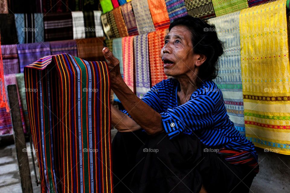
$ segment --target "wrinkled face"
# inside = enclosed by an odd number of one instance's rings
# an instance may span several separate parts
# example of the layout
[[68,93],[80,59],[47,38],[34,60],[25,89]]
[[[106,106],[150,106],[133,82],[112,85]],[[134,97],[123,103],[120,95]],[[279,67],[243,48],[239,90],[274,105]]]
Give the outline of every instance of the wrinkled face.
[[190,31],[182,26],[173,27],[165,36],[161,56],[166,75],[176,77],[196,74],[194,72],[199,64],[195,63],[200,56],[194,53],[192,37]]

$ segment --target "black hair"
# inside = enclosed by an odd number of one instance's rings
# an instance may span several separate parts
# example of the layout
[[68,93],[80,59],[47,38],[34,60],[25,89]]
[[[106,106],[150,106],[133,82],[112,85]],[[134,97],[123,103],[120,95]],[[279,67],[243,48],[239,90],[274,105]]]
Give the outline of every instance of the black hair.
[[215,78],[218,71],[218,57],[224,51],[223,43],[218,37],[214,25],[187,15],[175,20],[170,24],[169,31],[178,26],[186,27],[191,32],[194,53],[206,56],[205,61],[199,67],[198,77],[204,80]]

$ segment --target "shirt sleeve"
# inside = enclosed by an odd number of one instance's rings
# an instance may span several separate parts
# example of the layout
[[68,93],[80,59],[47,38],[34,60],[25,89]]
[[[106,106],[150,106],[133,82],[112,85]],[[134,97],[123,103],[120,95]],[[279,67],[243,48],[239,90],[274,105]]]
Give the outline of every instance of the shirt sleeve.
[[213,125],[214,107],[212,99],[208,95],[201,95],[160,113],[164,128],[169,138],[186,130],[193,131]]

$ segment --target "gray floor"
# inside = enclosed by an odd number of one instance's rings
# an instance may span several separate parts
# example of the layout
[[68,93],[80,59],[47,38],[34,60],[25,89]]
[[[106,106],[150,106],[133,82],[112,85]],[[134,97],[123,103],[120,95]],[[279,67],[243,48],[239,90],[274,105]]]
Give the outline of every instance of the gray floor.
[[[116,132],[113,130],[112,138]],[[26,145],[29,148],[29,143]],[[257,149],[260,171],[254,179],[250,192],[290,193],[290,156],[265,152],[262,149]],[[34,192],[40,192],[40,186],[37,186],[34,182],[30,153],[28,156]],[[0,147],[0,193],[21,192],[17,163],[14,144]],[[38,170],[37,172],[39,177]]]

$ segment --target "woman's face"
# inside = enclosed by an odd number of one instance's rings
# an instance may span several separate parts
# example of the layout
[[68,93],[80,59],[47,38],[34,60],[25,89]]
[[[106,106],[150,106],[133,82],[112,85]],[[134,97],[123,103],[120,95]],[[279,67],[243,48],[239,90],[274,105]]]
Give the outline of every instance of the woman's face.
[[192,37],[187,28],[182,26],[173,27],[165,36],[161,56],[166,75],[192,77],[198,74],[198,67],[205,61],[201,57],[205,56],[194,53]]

**PROBLEM DESCRIPTION:**
Reproduce the data verbatim, from the beginning up to and including the line containing "Give the outline of every instance of the wrinkled", and omit the pictures.

**THE OUTPUT:**
$ segment --target "wrinkled face"
# inside = enclosed by an odd number of one instance's rings
# an instance may span several separate parts
# example of the layout
[[68,93],[80,59],[47,38],[34,60],[25,89]]
[[[106,106],[150,106],[133,82],[112,85]],[[134,97],[123,103],[120,95]],[[279,67],[243,48],[239,90],[274,105]]]
Give the outline of every instance of the wrinkled face.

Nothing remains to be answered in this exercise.